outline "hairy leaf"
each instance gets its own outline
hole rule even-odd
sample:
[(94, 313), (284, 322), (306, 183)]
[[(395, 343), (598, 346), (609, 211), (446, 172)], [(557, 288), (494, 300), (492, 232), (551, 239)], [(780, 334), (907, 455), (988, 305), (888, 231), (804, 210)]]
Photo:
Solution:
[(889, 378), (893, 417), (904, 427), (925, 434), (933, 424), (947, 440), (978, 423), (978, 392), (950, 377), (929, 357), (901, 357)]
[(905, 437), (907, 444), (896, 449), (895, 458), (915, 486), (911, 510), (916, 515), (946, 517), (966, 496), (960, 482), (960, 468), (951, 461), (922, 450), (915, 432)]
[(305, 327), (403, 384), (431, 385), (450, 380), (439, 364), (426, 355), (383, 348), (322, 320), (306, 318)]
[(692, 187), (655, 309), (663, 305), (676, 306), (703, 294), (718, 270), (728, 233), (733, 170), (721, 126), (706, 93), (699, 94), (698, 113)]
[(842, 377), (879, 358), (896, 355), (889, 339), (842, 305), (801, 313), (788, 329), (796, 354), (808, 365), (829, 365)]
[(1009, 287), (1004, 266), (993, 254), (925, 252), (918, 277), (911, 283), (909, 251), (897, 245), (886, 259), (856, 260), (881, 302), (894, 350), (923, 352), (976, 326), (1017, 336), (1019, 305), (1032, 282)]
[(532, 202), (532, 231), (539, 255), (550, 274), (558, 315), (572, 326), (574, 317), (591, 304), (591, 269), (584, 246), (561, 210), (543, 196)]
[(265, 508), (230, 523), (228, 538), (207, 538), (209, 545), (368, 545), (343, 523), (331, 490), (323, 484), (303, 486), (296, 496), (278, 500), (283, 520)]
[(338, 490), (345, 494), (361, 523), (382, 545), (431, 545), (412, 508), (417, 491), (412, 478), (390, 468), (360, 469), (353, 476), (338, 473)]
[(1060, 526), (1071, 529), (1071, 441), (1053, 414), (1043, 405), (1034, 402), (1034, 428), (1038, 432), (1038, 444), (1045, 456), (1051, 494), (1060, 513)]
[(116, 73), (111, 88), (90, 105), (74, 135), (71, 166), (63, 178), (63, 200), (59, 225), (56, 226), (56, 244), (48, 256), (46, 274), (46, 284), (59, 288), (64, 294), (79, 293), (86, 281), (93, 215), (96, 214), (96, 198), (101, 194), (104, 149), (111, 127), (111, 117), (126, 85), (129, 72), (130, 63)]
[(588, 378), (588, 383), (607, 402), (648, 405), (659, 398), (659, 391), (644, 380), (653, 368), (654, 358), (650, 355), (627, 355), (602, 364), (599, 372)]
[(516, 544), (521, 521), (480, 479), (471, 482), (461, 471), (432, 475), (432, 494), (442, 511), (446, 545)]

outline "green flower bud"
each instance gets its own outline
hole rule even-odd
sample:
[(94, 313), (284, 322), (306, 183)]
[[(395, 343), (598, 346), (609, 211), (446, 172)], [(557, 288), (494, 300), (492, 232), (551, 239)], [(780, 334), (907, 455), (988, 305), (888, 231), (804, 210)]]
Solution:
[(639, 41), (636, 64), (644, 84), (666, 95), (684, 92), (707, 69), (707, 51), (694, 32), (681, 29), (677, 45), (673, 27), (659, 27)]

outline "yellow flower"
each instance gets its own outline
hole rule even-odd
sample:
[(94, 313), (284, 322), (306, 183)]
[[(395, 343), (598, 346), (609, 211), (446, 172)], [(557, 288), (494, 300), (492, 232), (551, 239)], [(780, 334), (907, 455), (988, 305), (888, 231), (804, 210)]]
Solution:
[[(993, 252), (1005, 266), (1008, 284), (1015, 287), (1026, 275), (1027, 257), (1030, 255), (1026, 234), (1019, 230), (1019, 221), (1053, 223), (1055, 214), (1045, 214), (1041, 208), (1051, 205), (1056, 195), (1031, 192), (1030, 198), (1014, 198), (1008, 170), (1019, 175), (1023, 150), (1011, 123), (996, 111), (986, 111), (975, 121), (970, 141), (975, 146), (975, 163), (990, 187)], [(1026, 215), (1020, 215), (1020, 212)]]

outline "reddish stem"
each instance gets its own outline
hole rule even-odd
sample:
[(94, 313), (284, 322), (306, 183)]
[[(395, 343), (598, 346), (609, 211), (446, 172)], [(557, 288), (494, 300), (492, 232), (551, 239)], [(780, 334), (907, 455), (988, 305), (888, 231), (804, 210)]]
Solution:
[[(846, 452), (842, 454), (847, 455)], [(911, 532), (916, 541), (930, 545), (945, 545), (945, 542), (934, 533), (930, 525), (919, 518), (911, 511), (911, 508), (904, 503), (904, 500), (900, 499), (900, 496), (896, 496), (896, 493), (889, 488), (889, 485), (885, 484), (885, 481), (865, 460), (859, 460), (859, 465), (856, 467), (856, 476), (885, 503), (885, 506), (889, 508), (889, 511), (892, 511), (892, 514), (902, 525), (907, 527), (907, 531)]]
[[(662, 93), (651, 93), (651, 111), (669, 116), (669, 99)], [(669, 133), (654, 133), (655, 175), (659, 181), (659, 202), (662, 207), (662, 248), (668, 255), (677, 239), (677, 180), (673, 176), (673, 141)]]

- Required task
Lay out everything from the first line of the rows above down to the line containing "365), (829, 365)]", both included, as a Markdown table with the columns Line and Text. Put each line's number under Line and the line itself under Text, and leave out blank lines.

- Completed exercise
| Line | Text |
|---|---|
| 1 | outline "hairy leaf" |
| 2 | each instance gets its own outline |
| 3 | hole rule even-odd |
| 4 | sample: |
| 5 | [(94, 313), (284, 322), (306, 183)] |
| 6 | [[(395, 343), (598, 346), (609, 211), (446, 172)], [(557, 288), (494, 300), (492, 232), (551, 239)], [(780, 334), (907, 455), (988, 305), (888, 231), (804, 210)]] |
| 7 | Photo: |
| 8 | Solution: |
| 9 | [(889, 378), (893, 417), (904, 427), (925, 434), (933, 424), (947, 440), (978, 423), (978, 392), (950, 377), (929, 357), (901, 357)] |
| 10 | [(905, 437), (907, 444), (896, 449), (895, 458), (915, 486), (911, 510), (916, 515), (946, 517), (966, 496), (960, 482), (960, 468), (951, 461), (922, 450), (915, 432)] |
| 11 | [(305, 327), (403, 384), (431, 385), (450, 380), (439, 364), (426, 355), (383, 348), (322, 320), (306, 318)] |
| 12 | [(692, 187), (655, 309), (663, 305), (676, 306), (703, 294), (718, 270), (728, 233), (733, 170), (721, 126), (706, 93), (699, 94), (698, 113)] |
| 13 | [(842, 377), (879, 358), (896, 355), (889, 339), (842, 305), (801, 313), (788, 329), (796, 354), (808, 365), (829, 365)] |